● Text
━━━
Drones have yet to hit the mainstream, and most consumers you speak to, have never flown a drone. Having said that, if the existing market research is any indication, that is going to change very soon.
The truth is, the question of just how large the drone market is, is up for debate. Between the somewhat subjective definition of what constitutes a drone and the fact that nearly all drone companies are privately held, we don’t really know just how large this market is. What we do know, however, based on every metric out there, is that the drone market is growing fast.
Drones are big and only getting bigger.
According to Gartner, drone sales grew approximately 60 percent last year to 2.2 million, and revenue grew 36 percent to $4.5 billion. According to the Consumer Technology Association: last year people bought 2.4 million hobbyist drones, more than double the 1.1 million sold in 2015. And that is in the U.S alone. Whatever the number is, the market is growing and the demand for drones is increasing.
You don’t have to be a market analyst to notice that this growing market is primarily dominated by one player, DJI. There are several competitors in the market, and some of them have built great products. Companies like Parrot with their Bebop line, Yuneec, and even GoPro with their Karma drone. While some of these products are solid, they have not prevented DJI from cornering 50-75 percent of the market, depending who you ask.
We are in early days of drones, but taking a closer look at DJI sheds some light on how the company has achieved its current success and much of it has come from a familiar playbook, that of Apple, the world’s most valuable public company ever — with a market cap that passed $900 billion in November, 2017.
Start premium, then work your way down.
Think about the way Apple started and how its popularity spread. Apple’s first products targeted the premium design community, and the original Macintosh was not built for mainstream audiences. Slowly but surely, Apple worked its way down to non designers to the point that everyone wants a Mac.
DJI has its high-end professional drone line, but that aside, it became best-known for its Phantom drones, which are high performance, and priced accordingly. Slowly but surely, DJI began to target wider audiences with its Mavic Pro, and most recently, the Mavic Air, which are priced more conservatively. The Spark, at only $500 really brought it home and allowed anyone who was even remotely interested in drones, to become a “Droney.”
━━━
● Dataset excerpt
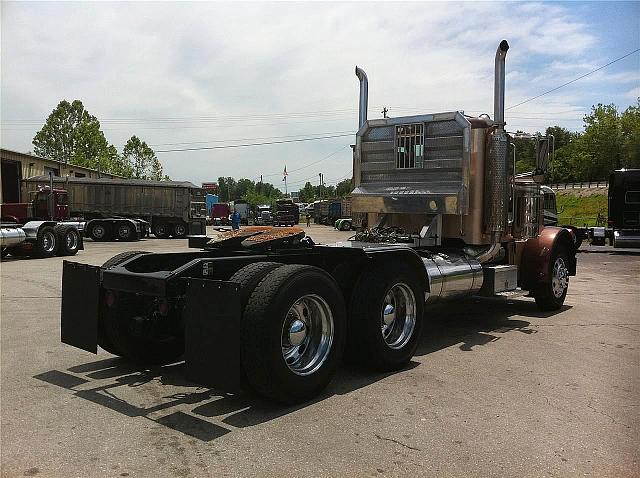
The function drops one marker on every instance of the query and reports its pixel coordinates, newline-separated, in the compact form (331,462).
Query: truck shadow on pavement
━━━
● Directions
Reproduce word for word the stretch of the drone-market text from "Drones are big" through "drones is increasing.".

● Task response
Drones are big and only getting bigger.
According to Gartner, drone sales grew approximately 60 percent last year to 2.2 million, and revenue grew 36 percent to $4.5 billion. According to the Consumer Technology Association: last year people bought 2.4 million hobbyist drones, more than double the 1.1 million sold in 2015. And that is in the U.S alone. Whatever the number is, the market is growing and the demand for drones is increasing.